Work instructions:
Copy every line of the listing below word for word, leaving out the pictures.

Given information:

################

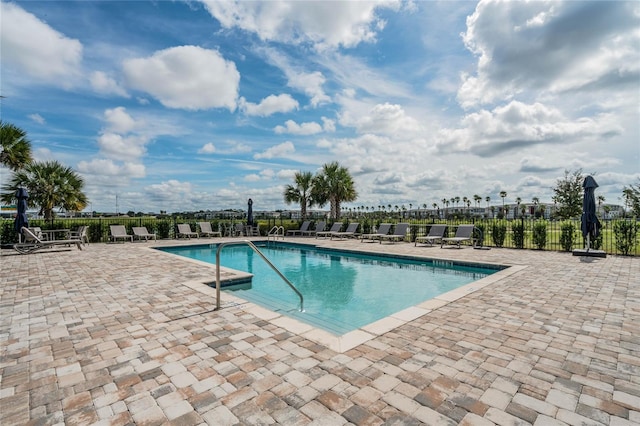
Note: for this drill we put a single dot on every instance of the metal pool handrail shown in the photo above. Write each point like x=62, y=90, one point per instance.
x=253, y=246
x=275, y=232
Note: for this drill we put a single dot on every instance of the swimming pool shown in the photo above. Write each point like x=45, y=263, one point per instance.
x=343, y=290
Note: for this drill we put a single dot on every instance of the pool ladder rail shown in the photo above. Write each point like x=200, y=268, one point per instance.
x=275, y=232
x=255, y=249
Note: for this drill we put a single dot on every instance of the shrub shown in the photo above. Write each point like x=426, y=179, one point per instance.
x=498, y=233
x=540, y=234
x=567, y=236
x=164, y=228
x=518, y=234
x=625, y=232
x=481, y=233
x=96, y=232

################

Problem solution:
Note: for this drill we put a single dot on every instance of the metal pool handrail shown in the photo above. Write each point like x=62, y=90, one point per instance.
x=253, y=246
x=275, y=232
Note: for this drill we put a single dot on every instance of the swimming pool shown in the photo above. Write each point like x=45, y=263, one point per instance.
x=343, y=290
Note: for this drill we put a single dot on every instance of the pool ladder rail shown in the photo above. Write each point like x=200, y=268, one point per instance.
x=275, y=232
x=255, y=249
Note: for this drill we put a single dot on every instance of the shrub shown in the photo above. Write each point like x=426, y=179, one point per instance.
x=498, y=233
x=540, y=234
x=567, y=236
x=164, y=228
x=518, y=234
x=625, y=232
x=481, y=233
x=96, y=232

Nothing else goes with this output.